• Given request:
Which lines of the material below contain the string "vegetation", with case treated as significant? Pick out each one and copy it in full.

• Dataset records:
>> Start

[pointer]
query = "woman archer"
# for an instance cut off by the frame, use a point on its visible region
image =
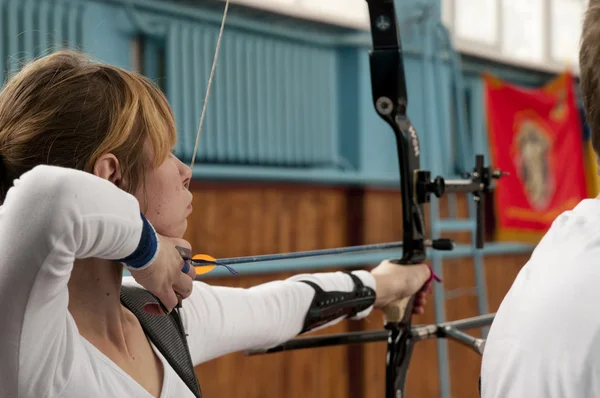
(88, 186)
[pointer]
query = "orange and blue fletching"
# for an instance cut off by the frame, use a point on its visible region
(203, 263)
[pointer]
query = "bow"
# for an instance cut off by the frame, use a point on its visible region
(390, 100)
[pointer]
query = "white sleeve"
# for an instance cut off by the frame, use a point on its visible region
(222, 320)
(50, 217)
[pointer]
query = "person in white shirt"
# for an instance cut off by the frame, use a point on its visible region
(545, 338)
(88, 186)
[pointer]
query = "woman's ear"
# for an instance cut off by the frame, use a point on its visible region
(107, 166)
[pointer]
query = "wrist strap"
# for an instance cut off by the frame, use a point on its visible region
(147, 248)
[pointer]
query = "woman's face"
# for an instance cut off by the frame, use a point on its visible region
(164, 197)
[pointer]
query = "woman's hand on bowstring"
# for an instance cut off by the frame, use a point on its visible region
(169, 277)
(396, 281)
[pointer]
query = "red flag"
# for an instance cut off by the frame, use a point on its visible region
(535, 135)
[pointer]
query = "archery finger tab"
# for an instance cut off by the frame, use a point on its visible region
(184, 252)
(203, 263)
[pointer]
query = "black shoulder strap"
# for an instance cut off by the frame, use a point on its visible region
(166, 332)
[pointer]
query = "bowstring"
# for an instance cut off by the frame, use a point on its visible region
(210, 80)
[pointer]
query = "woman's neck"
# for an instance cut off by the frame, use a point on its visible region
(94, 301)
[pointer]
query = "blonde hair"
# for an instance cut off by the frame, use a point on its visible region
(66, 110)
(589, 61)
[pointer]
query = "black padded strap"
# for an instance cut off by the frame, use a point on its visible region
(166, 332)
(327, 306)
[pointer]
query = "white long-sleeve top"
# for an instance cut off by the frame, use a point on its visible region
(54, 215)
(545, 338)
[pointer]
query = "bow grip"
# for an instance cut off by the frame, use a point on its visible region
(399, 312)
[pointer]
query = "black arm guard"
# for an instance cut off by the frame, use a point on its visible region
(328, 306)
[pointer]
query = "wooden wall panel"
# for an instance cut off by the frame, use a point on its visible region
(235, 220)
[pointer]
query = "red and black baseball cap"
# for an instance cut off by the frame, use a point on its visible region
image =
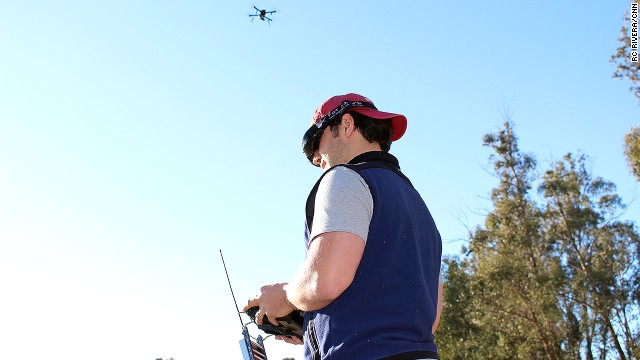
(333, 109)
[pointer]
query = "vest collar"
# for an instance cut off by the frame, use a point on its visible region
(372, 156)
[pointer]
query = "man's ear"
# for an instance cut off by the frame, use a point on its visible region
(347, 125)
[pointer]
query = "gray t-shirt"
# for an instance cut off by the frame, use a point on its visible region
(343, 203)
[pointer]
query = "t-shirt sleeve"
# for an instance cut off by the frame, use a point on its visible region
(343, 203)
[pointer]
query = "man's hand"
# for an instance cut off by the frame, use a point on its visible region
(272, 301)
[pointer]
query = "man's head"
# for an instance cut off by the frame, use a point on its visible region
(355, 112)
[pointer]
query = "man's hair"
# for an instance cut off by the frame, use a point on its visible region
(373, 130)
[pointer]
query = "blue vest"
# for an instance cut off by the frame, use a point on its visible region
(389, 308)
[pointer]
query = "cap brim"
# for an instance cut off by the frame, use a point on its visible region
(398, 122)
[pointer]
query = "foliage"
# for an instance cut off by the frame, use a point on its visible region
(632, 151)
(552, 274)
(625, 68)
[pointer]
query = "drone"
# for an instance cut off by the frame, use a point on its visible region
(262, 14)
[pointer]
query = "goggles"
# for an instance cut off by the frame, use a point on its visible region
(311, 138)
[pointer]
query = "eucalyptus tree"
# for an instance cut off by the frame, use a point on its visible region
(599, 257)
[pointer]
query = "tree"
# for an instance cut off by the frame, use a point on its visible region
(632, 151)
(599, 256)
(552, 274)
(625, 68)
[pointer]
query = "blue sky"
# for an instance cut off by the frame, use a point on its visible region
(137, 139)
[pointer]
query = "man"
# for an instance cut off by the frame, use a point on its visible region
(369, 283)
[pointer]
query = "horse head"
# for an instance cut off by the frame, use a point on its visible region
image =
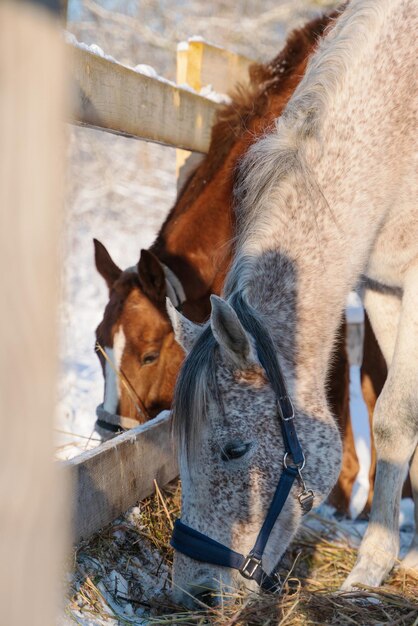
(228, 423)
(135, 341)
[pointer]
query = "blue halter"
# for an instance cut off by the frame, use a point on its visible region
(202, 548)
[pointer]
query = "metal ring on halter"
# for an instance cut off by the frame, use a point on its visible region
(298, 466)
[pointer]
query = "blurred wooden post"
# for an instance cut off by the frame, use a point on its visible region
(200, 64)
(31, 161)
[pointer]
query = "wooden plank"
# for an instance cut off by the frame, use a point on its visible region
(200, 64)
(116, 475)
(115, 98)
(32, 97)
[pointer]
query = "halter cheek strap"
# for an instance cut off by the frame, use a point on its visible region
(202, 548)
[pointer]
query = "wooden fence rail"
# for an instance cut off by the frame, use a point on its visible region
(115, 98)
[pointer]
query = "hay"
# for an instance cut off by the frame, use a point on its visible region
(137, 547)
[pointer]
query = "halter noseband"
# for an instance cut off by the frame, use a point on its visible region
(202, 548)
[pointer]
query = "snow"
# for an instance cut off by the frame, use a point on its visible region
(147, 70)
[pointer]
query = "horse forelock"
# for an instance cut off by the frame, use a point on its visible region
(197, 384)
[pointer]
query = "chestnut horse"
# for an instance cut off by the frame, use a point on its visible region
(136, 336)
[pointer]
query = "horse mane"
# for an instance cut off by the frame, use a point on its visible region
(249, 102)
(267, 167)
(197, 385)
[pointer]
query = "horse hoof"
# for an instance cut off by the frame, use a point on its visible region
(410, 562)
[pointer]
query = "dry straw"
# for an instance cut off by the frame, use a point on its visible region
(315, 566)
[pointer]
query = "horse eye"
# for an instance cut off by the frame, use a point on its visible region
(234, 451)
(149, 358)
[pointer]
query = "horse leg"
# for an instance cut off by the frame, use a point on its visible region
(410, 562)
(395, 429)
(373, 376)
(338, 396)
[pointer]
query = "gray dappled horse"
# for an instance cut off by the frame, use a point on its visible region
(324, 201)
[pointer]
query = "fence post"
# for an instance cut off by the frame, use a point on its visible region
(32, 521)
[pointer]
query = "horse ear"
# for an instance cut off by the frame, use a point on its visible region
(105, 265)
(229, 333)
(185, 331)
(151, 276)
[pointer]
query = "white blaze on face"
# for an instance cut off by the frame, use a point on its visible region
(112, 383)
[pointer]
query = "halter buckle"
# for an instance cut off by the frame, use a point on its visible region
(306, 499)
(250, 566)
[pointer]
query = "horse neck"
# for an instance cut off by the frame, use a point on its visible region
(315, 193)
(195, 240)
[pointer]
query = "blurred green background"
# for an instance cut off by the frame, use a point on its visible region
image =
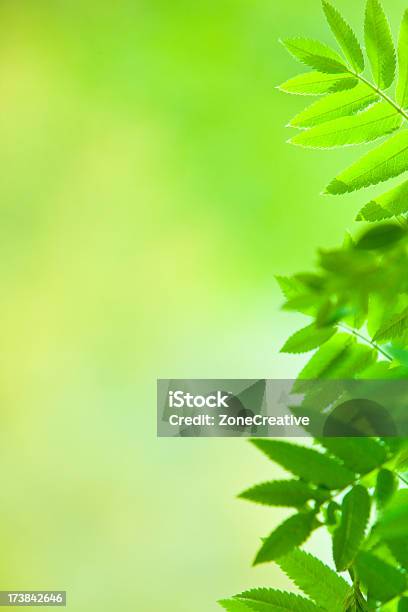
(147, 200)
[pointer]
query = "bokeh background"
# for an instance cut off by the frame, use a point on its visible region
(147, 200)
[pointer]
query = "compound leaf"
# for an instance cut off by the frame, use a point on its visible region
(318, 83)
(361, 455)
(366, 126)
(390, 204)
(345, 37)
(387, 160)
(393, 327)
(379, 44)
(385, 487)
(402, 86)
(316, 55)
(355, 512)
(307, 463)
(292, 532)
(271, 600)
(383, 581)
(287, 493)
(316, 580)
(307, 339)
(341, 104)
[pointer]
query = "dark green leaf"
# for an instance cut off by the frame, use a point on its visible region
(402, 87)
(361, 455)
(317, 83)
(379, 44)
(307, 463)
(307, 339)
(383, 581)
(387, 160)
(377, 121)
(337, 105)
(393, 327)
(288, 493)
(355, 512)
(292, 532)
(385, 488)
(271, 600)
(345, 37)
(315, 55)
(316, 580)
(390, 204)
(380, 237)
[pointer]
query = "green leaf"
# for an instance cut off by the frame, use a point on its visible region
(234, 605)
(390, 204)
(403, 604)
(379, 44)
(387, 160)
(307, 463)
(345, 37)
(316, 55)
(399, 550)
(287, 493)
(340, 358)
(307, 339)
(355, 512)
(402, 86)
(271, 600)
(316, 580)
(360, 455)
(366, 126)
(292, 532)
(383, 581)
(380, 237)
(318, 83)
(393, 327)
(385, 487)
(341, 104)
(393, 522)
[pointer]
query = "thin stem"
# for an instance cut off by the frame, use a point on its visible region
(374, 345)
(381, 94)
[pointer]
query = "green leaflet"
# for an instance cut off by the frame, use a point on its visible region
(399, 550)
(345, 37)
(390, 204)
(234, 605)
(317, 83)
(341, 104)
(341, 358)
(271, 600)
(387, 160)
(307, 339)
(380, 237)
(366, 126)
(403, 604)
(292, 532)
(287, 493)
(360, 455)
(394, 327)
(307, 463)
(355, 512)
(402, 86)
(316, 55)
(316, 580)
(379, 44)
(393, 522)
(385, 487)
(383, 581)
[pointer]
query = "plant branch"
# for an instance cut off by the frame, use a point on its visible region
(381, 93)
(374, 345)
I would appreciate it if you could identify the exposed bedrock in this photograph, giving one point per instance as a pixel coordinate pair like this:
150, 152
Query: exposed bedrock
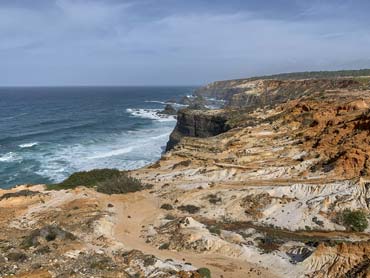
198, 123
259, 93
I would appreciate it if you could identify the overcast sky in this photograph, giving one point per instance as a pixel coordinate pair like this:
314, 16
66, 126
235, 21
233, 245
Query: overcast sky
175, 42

>> End
>> Start

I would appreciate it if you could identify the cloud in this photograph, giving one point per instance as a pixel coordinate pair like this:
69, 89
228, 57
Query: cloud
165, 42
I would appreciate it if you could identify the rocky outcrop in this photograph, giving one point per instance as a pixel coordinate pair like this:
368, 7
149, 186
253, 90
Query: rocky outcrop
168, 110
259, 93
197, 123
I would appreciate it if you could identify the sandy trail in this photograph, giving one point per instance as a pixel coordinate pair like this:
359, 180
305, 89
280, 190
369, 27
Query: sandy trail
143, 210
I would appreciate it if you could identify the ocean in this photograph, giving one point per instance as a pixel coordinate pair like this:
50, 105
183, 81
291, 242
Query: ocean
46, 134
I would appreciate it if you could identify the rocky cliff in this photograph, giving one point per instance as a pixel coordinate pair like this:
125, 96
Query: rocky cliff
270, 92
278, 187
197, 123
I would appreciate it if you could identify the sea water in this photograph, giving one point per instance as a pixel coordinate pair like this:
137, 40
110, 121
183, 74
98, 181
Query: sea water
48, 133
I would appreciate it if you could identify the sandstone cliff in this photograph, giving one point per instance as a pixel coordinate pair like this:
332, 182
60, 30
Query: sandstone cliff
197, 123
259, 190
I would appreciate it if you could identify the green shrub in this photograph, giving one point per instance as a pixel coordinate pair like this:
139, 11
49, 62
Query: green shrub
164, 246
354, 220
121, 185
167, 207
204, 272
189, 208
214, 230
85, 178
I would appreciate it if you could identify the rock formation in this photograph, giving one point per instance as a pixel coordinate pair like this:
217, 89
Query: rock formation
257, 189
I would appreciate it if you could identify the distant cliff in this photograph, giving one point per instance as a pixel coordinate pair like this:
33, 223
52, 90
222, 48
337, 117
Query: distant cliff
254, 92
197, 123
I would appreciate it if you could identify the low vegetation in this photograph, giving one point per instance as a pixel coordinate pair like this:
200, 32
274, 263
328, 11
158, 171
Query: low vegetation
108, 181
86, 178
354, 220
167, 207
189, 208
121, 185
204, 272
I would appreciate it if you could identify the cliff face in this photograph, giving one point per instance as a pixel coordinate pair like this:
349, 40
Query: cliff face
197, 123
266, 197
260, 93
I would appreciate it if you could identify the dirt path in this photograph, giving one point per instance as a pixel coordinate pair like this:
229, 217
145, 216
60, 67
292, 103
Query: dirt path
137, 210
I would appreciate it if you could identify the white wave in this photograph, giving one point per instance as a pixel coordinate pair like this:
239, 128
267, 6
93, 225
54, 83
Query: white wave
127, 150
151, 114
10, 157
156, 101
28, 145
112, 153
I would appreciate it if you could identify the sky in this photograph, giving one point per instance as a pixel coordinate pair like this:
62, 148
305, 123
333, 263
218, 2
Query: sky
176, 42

>> End

• Written response:
I would appreciate it if you could identify the low vegetation in this photograph, giving one point per instance as a pixel coordinate pair like this:
Query: low vegetation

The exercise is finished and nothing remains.